Work to be completed → Extract the final stretch of the data: the line that contains "Where can the memorial" and every line after it, unaltered, and no other lines.

+++

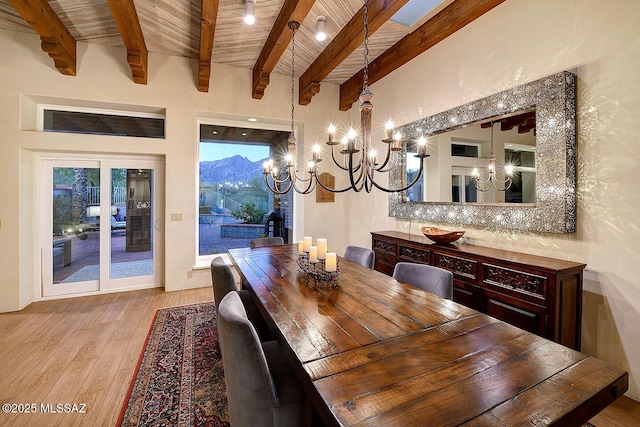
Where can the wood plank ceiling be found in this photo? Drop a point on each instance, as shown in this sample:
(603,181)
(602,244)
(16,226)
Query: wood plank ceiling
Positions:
(212,32)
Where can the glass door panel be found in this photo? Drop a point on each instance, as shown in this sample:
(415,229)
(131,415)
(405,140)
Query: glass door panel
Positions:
(101,228)
(131,223)
(73,248)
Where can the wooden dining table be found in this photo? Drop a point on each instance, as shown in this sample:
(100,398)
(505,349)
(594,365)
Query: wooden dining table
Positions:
(372,351)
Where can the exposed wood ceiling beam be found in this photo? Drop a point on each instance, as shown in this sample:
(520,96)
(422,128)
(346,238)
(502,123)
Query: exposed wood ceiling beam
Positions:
(208,19)
(277,42)
(56,39)
(347,41)
(448,21)
(126,17)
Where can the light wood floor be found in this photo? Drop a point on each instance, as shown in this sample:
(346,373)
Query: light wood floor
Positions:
(79,350)
(85,350)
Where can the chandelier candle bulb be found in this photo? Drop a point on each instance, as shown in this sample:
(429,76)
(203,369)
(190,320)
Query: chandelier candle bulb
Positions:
(397,142)
(388,131)
(331,264)
(322,248)
(332,133)
(422,146)
(306,243)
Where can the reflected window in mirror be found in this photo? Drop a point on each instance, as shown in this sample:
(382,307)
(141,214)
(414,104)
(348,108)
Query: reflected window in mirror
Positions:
(463,189)
(417,192)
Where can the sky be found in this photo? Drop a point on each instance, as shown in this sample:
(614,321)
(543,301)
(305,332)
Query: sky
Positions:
(215,151)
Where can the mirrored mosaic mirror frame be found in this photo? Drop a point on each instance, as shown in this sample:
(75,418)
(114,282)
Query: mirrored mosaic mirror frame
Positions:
(554,98)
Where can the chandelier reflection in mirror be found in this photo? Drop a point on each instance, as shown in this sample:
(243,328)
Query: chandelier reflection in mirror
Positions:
(492,180)
(356,157)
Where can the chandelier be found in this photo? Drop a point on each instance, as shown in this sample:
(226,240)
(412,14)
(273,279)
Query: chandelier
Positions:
(492,180)
(356,157)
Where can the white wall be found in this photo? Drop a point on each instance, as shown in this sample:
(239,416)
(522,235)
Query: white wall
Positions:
(104,76)
(518,42)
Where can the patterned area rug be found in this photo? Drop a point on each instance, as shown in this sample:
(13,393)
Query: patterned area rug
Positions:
(119,270)
(179,380)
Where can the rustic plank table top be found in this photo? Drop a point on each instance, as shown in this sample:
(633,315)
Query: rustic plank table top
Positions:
(376,352)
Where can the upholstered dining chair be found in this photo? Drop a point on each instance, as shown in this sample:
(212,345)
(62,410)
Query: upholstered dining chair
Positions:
(224,283)
(359,255)
(262,389)
(427,277)
(261,242)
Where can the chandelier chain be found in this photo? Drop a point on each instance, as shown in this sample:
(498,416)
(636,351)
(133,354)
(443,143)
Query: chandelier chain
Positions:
(293,70)
(366,44)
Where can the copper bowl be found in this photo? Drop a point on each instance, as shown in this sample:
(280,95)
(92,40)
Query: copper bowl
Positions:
(439,235)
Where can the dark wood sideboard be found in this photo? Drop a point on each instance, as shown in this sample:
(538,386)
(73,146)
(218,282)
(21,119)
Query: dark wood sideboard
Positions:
(538,294)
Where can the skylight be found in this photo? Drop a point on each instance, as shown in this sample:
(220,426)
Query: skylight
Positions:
(414,11)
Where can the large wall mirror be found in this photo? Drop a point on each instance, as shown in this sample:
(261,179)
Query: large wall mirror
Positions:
(532,131)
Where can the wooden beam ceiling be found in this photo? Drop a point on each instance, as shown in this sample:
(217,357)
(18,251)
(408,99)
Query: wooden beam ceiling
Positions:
(448,21)
(126,17)
(277,42)
(55,38)
(347,41)
(208,18)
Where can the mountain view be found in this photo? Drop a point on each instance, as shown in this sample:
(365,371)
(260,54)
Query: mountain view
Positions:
(233,169)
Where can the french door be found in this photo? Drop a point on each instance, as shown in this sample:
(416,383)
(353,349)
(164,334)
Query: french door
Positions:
(102,225)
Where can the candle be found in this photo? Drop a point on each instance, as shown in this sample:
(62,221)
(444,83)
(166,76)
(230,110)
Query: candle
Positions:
(322,248)
(306,243)
(331,263)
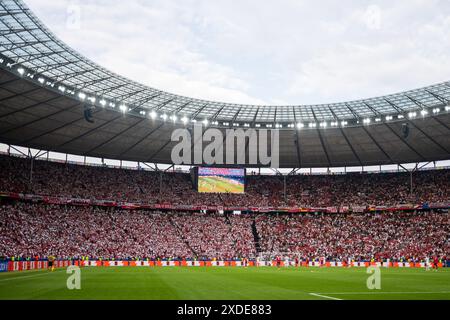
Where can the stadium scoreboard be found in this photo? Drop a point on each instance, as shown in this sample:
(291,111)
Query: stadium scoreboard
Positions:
(219,180)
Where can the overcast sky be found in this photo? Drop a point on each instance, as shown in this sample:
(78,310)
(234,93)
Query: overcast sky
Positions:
(270,52)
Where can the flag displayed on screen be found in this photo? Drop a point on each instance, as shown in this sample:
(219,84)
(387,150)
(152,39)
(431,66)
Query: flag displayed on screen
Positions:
(221,180)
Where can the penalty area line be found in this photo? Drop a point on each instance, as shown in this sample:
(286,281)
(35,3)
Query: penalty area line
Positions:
(323,296)
(378,292)
(29,276)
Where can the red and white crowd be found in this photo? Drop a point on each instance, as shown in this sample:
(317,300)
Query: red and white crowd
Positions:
(33,229)
(29,230)
(102,183)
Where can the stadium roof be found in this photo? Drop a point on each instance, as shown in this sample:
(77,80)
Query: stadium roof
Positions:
(44,86)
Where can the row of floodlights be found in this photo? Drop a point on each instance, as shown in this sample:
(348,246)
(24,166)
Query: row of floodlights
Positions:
(122,107)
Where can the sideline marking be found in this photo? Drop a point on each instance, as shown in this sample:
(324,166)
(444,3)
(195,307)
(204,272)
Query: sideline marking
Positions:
(30,276)
(326,297)
(367,293)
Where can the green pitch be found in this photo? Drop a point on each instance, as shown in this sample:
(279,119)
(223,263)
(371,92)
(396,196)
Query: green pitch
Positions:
(226,284)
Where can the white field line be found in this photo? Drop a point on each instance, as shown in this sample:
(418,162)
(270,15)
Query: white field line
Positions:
(322,296)
(378,292)
(30,276)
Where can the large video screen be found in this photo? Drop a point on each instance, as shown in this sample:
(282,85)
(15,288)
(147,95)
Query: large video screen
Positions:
(221,180)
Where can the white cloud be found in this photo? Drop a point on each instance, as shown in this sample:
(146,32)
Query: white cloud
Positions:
(254,52)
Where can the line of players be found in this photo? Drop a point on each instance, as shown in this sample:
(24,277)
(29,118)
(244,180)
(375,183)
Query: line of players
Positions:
(322,262)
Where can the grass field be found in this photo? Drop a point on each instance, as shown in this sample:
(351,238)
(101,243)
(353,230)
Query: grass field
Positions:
(219,185)
(174,283)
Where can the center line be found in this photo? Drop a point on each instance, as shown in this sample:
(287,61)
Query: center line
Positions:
(326,297)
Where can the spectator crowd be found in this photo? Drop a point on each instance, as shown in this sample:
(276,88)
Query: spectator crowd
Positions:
(30,230)
(103,183)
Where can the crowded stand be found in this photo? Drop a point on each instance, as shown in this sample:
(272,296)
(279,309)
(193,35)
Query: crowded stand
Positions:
(30,230)
(103,183)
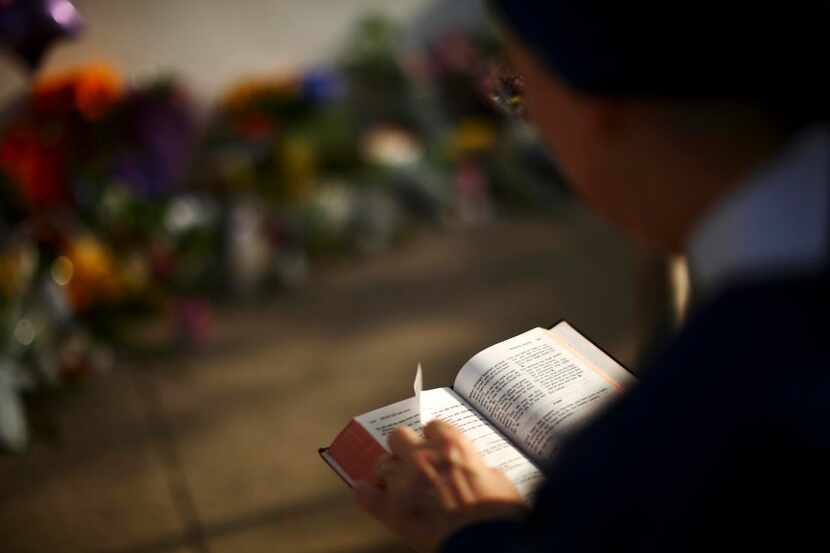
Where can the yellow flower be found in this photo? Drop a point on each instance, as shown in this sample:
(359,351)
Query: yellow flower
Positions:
(473,136)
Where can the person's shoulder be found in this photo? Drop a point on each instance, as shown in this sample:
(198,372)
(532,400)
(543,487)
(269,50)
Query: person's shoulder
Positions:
(761,318)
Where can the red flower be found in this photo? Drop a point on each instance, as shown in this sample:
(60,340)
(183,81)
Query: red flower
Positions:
(35,159)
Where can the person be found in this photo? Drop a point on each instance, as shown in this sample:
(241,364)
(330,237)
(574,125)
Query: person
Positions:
(713,141)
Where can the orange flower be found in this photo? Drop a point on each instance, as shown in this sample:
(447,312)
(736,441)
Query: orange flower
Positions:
(244,95)
(92,90)
(93,276)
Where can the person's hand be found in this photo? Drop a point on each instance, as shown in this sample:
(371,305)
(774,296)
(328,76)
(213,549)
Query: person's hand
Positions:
(426,489)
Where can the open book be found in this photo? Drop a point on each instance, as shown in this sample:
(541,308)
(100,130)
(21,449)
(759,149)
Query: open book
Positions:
(515,401)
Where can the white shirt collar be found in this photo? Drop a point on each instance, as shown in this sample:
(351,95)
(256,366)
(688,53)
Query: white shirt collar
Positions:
(777,221)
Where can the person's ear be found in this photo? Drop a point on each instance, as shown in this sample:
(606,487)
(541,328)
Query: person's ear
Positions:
(607,119)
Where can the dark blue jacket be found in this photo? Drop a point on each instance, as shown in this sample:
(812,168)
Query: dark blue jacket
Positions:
(723,446)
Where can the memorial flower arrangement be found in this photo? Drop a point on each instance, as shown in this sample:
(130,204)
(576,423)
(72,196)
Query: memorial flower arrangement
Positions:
(126,212)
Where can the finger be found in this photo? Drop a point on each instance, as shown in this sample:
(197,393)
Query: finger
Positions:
(448,438)
(383,468)
(403,441)
(442,488)
(457,472)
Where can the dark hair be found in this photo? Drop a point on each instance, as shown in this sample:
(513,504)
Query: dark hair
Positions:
(702,50)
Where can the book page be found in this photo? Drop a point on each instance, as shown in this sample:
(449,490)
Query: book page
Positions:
(446,405)
(540,385)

+++

Answer to this problem →
Where can the memorial flower arrangement be found in this photo? Drop a point on each instance, as shown in this sample:
(130,204)
(576,423)
(72,196)
Query: memorial flower arrangement
Positions:
(126,212)
Where can the finger be found in this photo? Drop a point on each instance, as shown in this sample:
(197,393)
Query: finger
Positions:
(448,438)
(383,468)
(403,441)
(442,488)
(457,472)
Where can the dark hair be found in this photo? Drop a point on each instance, as shown in this sample:
(513,504)
Query: dark hair
Positions:
(702,50)
Where can the book page be found in this photo? Drop a point on each instance, as shown in this sample:
(449,490)
Query: book page
Positions:
(446,405)
(540,385)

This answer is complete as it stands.